Exercise instructions =
Go through the records and restate them word for word, omitting images.

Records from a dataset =
*** Block opens ***
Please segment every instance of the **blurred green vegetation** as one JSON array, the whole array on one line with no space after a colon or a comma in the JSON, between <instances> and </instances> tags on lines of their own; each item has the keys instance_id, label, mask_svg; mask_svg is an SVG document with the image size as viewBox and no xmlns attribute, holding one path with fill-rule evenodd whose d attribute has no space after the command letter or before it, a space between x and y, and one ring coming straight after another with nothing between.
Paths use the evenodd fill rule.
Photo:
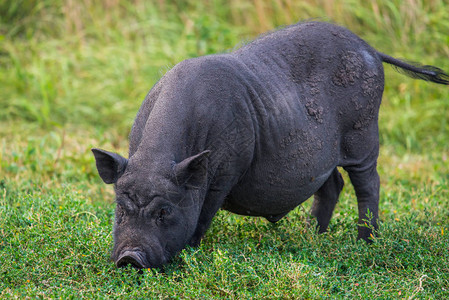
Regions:
<instances>
[{"instance_id":1,"label":"blurred green vegetation","mask_svg":"<svg viewBox=\"0 0 449 300\"><path fill-rule=\"evenodd\" d=\"M445 1L4 0L0 9L0 120L46 129L113 124L125 132L146 92L177 62L313 17L350 28L380 51L448 68ZM387 82L393 110L384 110L405 115L384 123L384 139L420 150L429 130L447 134L443 88L388 68ZM425 129L404 125L421 121Z\"/></svg>"},{"instance_id":2,"label":"blurred green vegetation","mask_svg":"<svg viewBox=\"0 0 449 300\"><path fill-rule=\"evenodd\" d=\"M108 260L113 190L91 147L127 153L146 93L176 63L301 20L449 71L446 0L0 0L0 297L447 298L449 90L385 66L381 236L355 241L349 180L318 236L220 212L166 273Z\"/></svg>"}]
</instances>

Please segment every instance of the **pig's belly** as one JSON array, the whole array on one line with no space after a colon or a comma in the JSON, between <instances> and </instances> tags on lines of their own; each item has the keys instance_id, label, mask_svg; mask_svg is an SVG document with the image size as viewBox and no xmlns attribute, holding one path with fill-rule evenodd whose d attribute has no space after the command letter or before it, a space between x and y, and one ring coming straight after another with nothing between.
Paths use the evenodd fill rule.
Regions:
<instances>
[{"instance_id":1,"label":"pig's belly","mask_svg":"<svg viewBox=\"0 0 449 300\"><path fill-rule=\"evenodd\" d=\"M312 162L311 162L312 163ZM329 178L336 164L324 168L285 169L280 165L261 164L252 168L232 189L224 209L231 212L276 218L310 198Z\"/></svg>"},{"instance_id":2,"label":"pig's belly","mask_svg":"<svg viewBox=\"0 0 449 300\"><path fill-rule=\"evenodd\" d=\"M224 209L276 219L310 198L339 164L338 126L325 125L331 120L315 124L288 114L275 120L268 127L276 131L261 133L250 167Z\"/></svg>"}]
</instances>

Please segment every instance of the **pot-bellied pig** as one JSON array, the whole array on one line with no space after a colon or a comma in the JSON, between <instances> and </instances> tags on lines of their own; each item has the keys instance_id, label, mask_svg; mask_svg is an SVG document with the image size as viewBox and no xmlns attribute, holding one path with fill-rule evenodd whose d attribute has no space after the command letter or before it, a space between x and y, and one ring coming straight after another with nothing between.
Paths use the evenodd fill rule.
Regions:
<instances>
[{"instance_id":1,"label":"pot-bellied pig","mask_svg":"<svg viewBox=\"0 0 449 300\"><path fill-rule=\"evenodd\" d=\"M196 246L220 208L276 222L314 196L327 229L343 187L355 188L359 226L378 226L378 112L382 63L440 84L449 76L376 51L349 30L298 23L240 49L185 60L143 102L129 158L92 149L115 184L112 257L117 266L160 267Z\"/></svg>"}]
</instances>

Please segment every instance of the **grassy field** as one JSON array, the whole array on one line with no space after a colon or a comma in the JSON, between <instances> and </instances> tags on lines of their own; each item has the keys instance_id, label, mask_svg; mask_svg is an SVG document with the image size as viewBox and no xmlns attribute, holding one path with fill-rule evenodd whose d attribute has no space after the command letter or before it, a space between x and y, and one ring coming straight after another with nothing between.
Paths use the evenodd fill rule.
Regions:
*** Block closes ***
Output for this exercise =
Please segment every instance of the **blurred green vegetation** as one JSON array, the whole array on one line with no space after a colon or a comma in the JSON, between <instances> and </instances> tags on lines of their own; each item has the keys instance_id, label, mask_svg; mask_svg is an SVG document with the image size as viewBox and no xmlns attribute, holding one path with fill-rule evenodd whose d attribute has no space after the command letter or before it, a space between x and y, and one ring coming straight after another with nothing between.
Paths use the evenodd fill rule.
Photo:
Regions:
<instances>
[{"instance_id":1,"label":"blurred green vegetation","mask_svg":"<svg viewBox=\"0 0 449 300\"><path fill-rule=\"evenodd\" d=\"M445 1L4 0L0 9L0 120L46 129L113 124L125 132L146 92L177 62L313 17L350 28L380 51L448 68ZM387 82L393 110L384 110L405 115L384 123L384 139L420 150L429 130L447 134L443 88L388 68ZM425 129L404 125L421 121Z\"/></svg>"},{"instance_id":2,"label":"blurred green vegetation","mask_svg":"<svg viewBox=\"0 0 449 300\"><path fill-rule=\"evenodd\" d=\"M108 260L113 190L91 147L127 153L146 93L176 63L301 20L449 71L446 0L0 0L0 297L447 298L449 90L385 66L381 236L355 241L349 180L318 236L220 212L166 273Z\"/></svg>"}]
</instances>

Please segment every instance of the **pig's belly** as one JSON array, the whole array on one line with no space after a colon or a comma in the JSON, between <instances> and </instances> tags on lines of their own; each item has the keys instance_id, label, mask_svg; mask_svg is an SVG document with the image size as viewBox and no xmlns attribute, holding one path with fill-rule evenodd whose d attribute has no space after the command letter or before it, a space between x and y, and one ring coming straight after another with nothing between.
Paths use the evenodd fill rule.
Regions:
<instances>
[{"instance_id":1,"label":"pig's belly","mask_svg":"<svg viewBox=\"0 0 449 300\"><path fill-rule=\"evenodd\" d=\"M312 162L311 162L312 163ZM329 178L336 164L324 168L285 169L280 165L261 164L252 168L232 189L224 209L231 212L276 218L310 198Z\"/></svg>"},{"instance_id":2,"label":"pig's belly","mask_svg":"<svg viewBox=\"0 0 449 300\"><path fill-rule=\"evenodd\" d=\"M224 209L276 219L310 198L339 164L338 126L325 125L331 120L315 124L288 114L275 120L268 127L276 131L261 133L250 167Z\"/></svg>"}]
</instances>

Please segment every instance of the **pot-bellied pig** as one JSON array, the whole array on one line with no space after a colon or a comma in the JSON, between <instances> and </instances> tags on lines of their own; each item has the keys instance_id, label, mask_svg; mask_svg is an SVG document with the image size as viewBox and no xmlns attribute, holding one path with fill-rule evenodd whose d attribute has no space after the command letter or before it, a space between x and y, and one ring coming straight after another with nothing between.
Paths use the evenodd fill rule.
Regions:
<instances>
[{"instance_id":1,"label":"pot-bellied pig","mask_svg":"<svg viewBox=\"0 0 449 300\"><path fill-rule=\"evenodd\" d=\"M196 246L220 208L276 222L314 196L327 229L343 187L355 188L359 226L378 226L378 112L382 63L440 84L449 76L376 51L349 30L298 23L240 49L185 60L143 102L129 158L92 149L115 184L112 257L117 266L160 267Z\"/></svg>"}]
</instances>

Please segment every instance of the **grassy field** as one JSON array, the whole array on one line with no space after a colon or a comma in the JSON, between <instances> and </instances> tags on lines of their own; each item has the keys instance_id, label, mask_svg; mask_svg is an SVG document with the image size as viewBox and no xmlns attribute, holding one path with fill-rule evenodd whose d attribute has no space after the command letter or before it, a space between x and y, and one ring coming straight after another with nothing between.
Paths use the evenodd fill rule.
Regions:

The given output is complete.